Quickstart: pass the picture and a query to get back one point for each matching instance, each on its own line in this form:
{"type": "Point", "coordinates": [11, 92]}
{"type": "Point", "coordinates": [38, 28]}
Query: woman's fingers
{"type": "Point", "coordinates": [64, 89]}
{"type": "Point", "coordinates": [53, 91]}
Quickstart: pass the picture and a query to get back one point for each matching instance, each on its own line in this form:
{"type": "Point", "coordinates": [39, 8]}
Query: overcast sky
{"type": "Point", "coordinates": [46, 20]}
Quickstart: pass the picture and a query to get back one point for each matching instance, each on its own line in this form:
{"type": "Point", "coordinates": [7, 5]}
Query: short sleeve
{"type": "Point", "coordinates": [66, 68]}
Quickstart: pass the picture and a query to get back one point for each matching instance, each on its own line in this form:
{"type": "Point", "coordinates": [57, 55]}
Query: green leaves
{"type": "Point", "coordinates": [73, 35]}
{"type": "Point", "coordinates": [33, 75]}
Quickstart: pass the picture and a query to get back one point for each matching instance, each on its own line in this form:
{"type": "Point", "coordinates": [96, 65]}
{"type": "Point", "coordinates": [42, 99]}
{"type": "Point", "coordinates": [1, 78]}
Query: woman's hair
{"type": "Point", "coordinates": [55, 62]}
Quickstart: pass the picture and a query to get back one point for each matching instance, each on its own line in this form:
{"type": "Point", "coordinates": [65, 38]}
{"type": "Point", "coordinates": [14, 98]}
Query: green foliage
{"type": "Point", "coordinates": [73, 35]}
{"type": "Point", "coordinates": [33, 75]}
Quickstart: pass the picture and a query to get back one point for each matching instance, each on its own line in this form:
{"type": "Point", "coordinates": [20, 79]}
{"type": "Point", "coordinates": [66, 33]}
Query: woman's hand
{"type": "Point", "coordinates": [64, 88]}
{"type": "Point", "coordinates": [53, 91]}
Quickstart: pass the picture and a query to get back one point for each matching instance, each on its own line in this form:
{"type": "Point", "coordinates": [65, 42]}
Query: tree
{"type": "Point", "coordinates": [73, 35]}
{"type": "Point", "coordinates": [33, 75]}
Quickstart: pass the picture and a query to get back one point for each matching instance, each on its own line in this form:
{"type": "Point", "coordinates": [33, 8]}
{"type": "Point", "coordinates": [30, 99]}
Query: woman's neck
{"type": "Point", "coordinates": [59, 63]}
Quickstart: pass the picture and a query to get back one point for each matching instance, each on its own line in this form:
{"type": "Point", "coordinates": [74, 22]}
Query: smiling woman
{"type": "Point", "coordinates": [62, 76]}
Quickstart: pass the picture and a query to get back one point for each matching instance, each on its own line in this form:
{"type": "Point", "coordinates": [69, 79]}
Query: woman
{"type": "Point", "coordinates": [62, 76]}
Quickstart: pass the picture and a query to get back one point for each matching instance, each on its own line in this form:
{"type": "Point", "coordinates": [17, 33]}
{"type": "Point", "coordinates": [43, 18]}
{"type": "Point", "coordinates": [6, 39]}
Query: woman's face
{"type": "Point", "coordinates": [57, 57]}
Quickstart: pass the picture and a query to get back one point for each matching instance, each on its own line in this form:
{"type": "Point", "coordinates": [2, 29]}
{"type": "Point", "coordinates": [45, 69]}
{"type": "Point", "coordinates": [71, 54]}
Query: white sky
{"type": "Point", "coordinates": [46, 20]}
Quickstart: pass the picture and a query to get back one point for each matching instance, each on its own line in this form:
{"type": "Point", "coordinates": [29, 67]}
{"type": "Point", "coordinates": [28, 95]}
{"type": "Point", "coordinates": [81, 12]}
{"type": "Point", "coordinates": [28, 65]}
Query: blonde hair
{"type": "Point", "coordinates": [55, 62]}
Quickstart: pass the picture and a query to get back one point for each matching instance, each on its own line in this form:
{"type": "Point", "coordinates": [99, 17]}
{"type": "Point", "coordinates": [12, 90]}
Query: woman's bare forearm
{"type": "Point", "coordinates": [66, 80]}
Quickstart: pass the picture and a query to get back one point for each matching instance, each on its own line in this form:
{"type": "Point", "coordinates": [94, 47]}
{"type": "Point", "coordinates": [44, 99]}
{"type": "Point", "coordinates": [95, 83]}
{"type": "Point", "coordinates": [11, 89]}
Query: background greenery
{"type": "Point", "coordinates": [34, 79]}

◇ ◇ ◇

- **Problem requirements**: Reproduce the data shown above exactly.

- **Written reply**:
Quickstart: pass the picture and a query to get back one point for each matching instance, each on its own line in this form:
{"type": "Point", "coordinates": [11, 92]}
{"type": "Point", "coordinates": [38, 28]}
Query: woman's fingers
{"type": "Point", "coordinates": [64, 89]}
{"type": "Point", "coordinates": [53, 91]}
Quickstart: pass the picture and a query to get back one point for each matching instance, each on its own line in this form:
{"type": "Point", "coordinates": [39, 8]}
Query: overcast sky
{"type": "Point", "coordinates": [46, 20]}
Quickstart: pass the picture and a query to get back one point for each matching instance, each on its own line in this form:
{"type": "Point", "coordinates": [7, 5]}
Query: short sleeve
{"type": "Point", "coordinates": [66, 68]}
Quickstart: pass the picture and a query to get back one point for each matching instance, each on its own line in this form:
{"type": "Point", "coordinates": [57, 55]}
Query: green leaves
{"type": "Point", "coordinates": [73, 35]}
{"type": "Point", "coordinates": [33, 75]}
Quickstart: pass the picture and a query to get back one point for each matching instance, each on its own line in this form:
{"type": "Point", "coordinates": [96, 65]}
{"type": "Point", "coordinates": [42, 99]}
{"type": "Point", "coordinates": [1, 78]}
Query: woman's hair
{"type": "Point", "coordinates": [55, 62]}
Quickstart: pass the picture and a query to get back one point for each matching instance, each on its own line in this form:
{"type": "Point", "coordinates": [65, 38]}
{"type": "Point", "coordinates": [14, 98]}
Query: green foliage
{"type": "Point", "coordinates": [73, 35]}
{"type": "Point", "coordinates": [33, 75]}
Quickstart: pass the picture and a query to get back one point for each matching instance, each on its own line in this form:
{"type": "Point", "coordinates": [20, 79]}
{"type": "Point", "coordinates": [66, 33]}
Query: woman's hand
{"type": "Point", "coordinates": [64, 88]}
{"type": "Point", "coordinates": [53, 91]}
Quickstart: pass the picture and a query to get back one point for each matching instance, each on its own line in this form:
{"type": "Point", "coordinates": [65, 42]}
Query: tree
{"type": "Point", "coordinates": [73, 35]}
{"type": "Point", "coordinates": [33, 75]}
Quickstart: pass the picture and a query to get back one point for each matching instance, each on its own line in this form:
{"type": "Point", "coordinates": [33, 8]}
{"type": "Point", "coordinates": [30, 99]}
Query: woman's neck
{"type": "Point", "coordinates": [59, 63]}
Quickstart: pass the picture and a query to get back one point for each matching instance, each on its own line in this form:
{"type": "Point", "coordinates": [74, 22]}
Query: smiling woman
{"type": "Point", "coordinates": [62, 76]}
Quickstart: pass the picture and a query to get back one point for each matching instance, each on its own line in this form:
{"type": "Point", "coordinates": [69, 79]}
Query: woman
{"type": "Point", "coordinates": [62, 76]}
Quickstart: pass the picture and a query to get back one point for each matching instance, each on its own line in this form:
{"type": "Point", "coordinates": [17, 33]}
{"type": "Point", "coordinates": [43, 18]}
{"type": "Point", "coordinates": [6, 39]}
Query: woman's face
{"type": "Point", "coordinates": [57, 57]}
Quickstart: pass the picture and a query to get back one point for each matching instance, each on its own line in this form:
{"type": "Point", "coordinates": [2, 29]}
{"type": "Point", "coordinates": [45, 69]}
{"type": "Point", "coordinates": [71, 54]}
Query: white sky
{"type": "Point", "coordinates": [46, 20]}
Quickstart: pass the picture and a query to get back one point for each matching instance, each on its own line in this form:
{"type": "Point", "coordinates": [29, 67]}
{"type": "Point", "coordinates": [28, 95]}
{"type": "Point", "coordinates": [81, 12]}
{"type": "Point", "coordinates": [28, 65]}
Query: blonde hair
{"type": "Point", "coordinates": [55, 62]}
Quickstart: pass the picture and a query to get back one point for each matching instance, each on its own line in this form:
{"type": "Point", "coordinates": [99, 17]}
{"type": "Point", "coordinates": [12, 90]}
Query: woman's bare forearm
{"type": "Point", "coordinates": [66, 80]}
Quickstart: pass the picture and a query to get back one point for each matching instance, each on its own line in this form:
{"type": "Point", "coordinates": [94, 47]}
{"type": "Point", "coordinates": [44, 99]}
{"type": "Point", "coordinates": [95, 83]}
{"type": "Point", "coordinates": [11, 89]}
Query: background greenery
{"type": "Point", "coordinates": [34, 79]}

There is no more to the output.